Source passage
Thus the flexible blade type elements 24.sub.1 -24.sub.6 can be picked with
a conventional type plectrum, plucked with fingers, or strummed by both
means with one stroke of the hand in either direction in a normal manner.
Accordingly, conventional finger, hand and arm motions familiar to the
musician experienced with conventional stringed instruments are used. It
should be noted that the assembly 22 is preferably located at the
conventional waist region of the instrument body 12 on the longitudinal
axis of the instrument and that each flexible blade element 24.sub.1 . . .

Stated goal A
Count the lines of the records that contain the string "patch" and give only that number.
The instrument passage has no connection to the records.

Raw data
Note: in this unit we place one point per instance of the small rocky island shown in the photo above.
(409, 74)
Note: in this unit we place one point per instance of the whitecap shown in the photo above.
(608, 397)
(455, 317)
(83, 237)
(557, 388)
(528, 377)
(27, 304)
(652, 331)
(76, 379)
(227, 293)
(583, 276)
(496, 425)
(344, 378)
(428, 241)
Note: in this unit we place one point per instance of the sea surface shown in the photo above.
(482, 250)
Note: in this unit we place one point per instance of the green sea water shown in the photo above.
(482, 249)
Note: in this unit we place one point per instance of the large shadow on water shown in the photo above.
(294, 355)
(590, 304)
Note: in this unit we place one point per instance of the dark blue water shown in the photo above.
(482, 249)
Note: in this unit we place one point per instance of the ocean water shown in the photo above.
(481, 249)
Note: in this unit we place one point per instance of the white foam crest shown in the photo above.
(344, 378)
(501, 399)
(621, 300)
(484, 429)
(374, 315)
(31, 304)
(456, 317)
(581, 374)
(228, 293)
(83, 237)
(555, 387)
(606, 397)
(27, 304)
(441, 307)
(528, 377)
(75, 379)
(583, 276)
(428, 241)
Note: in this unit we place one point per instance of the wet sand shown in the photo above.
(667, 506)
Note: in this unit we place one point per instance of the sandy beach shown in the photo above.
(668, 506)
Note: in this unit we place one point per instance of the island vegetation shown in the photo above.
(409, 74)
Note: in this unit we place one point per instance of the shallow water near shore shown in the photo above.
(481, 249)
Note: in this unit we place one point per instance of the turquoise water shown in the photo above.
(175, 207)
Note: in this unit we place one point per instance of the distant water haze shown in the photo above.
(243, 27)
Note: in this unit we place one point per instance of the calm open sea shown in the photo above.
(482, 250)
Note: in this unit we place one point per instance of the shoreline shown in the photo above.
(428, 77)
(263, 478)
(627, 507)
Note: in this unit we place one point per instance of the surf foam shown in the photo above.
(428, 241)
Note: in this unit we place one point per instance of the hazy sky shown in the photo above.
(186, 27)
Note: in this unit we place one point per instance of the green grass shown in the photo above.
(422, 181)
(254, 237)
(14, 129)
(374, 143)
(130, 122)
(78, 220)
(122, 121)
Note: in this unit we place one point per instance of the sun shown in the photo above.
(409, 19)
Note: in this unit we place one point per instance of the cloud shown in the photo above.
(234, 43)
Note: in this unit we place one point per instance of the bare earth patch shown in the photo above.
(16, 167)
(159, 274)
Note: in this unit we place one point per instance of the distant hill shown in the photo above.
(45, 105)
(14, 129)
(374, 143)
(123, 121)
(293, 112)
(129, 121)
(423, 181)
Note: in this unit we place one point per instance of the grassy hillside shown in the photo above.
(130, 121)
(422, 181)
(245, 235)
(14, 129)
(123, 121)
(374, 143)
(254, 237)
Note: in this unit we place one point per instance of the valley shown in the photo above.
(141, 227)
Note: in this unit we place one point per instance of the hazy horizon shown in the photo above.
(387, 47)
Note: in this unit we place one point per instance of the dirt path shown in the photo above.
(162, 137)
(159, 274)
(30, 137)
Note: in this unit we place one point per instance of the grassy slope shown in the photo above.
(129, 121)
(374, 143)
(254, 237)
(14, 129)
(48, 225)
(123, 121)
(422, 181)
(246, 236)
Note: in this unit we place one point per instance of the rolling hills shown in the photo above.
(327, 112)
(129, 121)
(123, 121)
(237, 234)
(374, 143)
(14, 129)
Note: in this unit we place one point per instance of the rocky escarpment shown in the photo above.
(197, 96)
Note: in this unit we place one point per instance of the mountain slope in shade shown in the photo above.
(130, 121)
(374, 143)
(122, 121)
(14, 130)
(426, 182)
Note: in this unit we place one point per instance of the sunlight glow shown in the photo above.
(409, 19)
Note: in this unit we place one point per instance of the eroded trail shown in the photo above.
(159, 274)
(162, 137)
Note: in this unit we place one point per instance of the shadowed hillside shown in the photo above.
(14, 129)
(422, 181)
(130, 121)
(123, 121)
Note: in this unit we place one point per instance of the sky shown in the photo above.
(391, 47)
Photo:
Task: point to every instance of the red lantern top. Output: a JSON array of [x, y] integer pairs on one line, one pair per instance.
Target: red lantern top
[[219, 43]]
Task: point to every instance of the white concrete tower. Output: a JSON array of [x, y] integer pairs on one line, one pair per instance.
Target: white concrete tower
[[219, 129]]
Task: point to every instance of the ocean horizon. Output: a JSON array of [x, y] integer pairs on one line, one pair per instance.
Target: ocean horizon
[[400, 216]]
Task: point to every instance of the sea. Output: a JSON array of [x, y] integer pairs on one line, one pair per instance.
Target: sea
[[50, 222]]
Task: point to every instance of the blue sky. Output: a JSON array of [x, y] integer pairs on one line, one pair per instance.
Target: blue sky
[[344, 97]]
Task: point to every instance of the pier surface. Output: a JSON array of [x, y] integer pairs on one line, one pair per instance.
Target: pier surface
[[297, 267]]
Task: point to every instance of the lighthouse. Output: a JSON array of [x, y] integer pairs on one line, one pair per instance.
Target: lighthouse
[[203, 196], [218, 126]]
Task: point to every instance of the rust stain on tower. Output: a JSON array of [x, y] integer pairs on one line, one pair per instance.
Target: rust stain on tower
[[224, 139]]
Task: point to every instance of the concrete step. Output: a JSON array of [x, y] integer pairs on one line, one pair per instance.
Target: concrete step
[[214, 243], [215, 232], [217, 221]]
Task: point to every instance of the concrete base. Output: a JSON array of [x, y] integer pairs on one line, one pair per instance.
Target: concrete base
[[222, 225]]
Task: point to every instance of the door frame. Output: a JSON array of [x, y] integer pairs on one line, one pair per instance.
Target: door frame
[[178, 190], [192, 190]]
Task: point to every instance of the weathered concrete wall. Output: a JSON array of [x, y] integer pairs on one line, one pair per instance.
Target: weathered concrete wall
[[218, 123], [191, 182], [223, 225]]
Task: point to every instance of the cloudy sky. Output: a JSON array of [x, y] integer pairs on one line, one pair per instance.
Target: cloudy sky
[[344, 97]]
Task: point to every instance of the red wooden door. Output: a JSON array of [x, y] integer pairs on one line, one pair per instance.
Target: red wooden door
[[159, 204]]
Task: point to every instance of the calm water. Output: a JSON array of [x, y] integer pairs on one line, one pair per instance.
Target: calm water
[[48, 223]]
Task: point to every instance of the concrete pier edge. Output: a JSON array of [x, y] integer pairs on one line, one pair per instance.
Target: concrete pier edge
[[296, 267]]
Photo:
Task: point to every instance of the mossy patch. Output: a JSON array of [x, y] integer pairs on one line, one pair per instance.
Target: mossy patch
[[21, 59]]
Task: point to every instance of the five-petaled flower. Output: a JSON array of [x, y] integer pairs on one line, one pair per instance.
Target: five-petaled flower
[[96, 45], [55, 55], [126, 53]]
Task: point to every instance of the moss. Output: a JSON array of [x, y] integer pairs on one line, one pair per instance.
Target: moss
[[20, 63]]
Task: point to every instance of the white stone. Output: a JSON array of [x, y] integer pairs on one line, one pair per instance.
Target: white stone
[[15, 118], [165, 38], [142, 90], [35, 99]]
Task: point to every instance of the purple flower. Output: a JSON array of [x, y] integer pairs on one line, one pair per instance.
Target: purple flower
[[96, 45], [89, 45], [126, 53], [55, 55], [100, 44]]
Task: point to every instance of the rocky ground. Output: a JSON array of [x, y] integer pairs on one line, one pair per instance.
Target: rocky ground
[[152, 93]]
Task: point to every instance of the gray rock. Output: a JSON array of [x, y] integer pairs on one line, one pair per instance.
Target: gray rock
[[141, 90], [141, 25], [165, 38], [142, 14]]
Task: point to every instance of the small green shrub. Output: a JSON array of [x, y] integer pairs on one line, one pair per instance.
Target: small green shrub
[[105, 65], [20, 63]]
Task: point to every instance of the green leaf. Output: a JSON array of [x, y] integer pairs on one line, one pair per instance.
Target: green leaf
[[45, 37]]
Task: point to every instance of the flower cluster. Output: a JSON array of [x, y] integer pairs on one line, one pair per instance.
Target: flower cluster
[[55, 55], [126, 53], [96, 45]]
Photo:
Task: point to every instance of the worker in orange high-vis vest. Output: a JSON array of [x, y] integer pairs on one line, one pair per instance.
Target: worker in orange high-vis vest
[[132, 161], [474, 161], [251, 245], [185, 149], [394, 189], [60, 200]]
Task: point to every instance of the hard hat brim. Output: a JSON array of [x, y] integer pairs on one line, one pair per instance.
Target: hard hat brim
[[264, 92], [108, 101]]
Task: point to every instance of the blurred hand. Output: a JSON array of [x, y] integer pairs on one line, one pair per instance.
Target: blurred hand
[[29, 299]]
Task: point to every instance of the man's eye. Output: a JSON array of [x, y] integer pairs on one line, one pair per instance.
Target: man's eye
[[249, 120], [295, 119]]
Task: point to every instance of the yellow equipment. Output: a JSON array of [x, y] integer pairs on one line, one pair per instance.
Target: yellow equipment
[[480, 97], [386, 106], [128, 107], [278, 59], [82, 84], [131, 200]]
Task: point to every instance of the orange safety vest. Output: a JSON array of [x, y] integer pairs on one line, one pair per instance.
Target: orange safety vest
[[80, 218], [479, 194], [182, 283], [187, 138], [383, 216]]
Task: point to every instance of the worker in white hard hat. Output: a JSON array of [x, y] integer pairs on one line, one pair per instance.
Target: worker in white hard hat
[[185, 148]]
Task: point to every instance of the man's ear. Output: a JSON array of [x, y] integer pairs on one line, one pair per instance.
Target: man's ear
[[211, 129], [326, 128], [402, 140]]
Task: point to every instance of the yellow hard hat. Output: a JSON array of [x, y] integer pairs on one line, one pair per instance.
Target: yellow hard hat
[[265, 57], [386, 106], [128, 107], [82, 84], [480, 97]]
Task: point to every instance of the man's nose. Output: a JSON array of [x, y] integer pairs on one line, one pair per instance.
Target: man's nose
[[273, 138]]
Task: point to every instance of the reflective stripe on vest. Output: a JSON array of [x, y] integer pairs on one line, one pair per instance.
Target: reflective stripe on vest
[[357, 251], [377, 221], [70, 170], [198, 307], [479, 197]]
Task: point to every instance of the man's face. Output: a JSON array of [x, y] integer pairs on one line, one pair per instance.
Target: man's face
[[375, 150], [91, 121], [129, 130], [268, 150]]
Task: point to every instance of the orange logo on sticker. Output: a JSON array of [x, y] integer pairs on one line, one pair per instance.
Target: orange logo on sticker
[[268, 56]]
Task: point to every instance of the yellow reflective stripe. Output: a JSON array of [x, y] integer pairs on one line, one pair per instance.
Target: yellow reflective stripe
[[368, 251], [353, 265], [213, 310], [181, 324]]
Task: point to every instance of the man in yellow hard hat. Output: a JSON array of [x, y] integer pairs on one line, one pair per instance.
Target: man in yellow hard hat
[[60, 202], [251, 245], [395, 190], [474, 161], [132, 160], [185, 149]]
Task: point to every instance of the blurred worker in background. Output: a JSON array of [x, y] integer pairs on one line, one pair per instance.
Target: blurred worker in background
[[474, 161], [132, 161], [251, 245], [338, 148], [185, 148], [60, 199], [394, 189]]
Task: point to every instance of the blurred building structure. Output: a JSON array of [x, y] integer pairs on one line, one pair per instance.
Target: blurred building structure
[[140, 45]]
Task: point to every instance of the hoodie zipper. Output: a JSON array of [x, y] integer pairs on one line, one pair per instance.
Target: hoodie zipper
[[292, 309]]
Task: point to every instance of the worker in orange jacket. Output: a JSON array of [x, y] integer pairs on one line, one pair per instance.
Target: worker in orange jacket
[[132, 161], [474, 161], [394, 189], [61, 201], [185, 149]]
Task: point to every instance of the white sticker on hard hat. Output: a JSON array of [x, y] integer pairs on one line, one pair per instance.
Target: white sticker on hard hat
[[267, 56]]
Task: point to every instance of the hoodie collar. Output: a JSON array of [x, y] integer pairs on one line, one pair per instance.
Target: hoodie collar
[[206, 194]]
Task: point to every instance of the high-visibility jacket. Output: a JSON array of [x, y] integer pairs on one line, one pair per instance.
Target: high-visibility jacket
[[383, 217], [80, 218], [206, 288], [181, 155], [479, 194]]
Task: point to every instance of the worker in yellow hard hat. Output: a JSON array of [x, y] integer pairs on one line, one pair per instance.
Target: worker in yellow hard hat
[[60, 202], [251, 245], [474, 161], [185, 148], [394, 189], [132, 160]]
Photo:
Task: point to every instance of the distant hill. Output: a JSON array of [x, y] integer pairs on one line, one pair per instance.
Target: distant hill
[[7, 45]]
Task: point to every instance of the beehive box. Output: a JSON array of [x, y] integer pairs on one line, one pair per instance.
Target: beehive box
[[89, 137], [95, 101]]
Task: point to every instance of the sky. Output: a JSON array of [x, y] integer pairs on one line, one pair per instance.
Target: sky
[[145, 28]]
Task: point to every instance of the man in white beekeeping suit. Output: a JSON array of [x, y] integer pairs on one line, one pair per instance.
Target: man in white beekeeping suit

Stated goal B
In the instrument passage, rewrite the span from "Thus the flexible" up to and including "24.sub.1 . . .", changing "plectrum" to "pick".

Answer A
3

Answer B
Thus the flexible blade type elements 24.sub.1 -24.sub.6 can be picked with
a conventional type pick, plucked with fingers, or strummed by both
means with one stroke of the hand in either direction in a normal manner.
Accordingly, conventional finger, hand and arm motions familiar to the
musician experienced with conventional stringed instruments are used. It
should be noted that the assembly 22 is preferably located at the
conventional waist region of the instrument body 12 on the longitudinal
axis of the instrument and that each flexible blade element 24.sub.1 . . .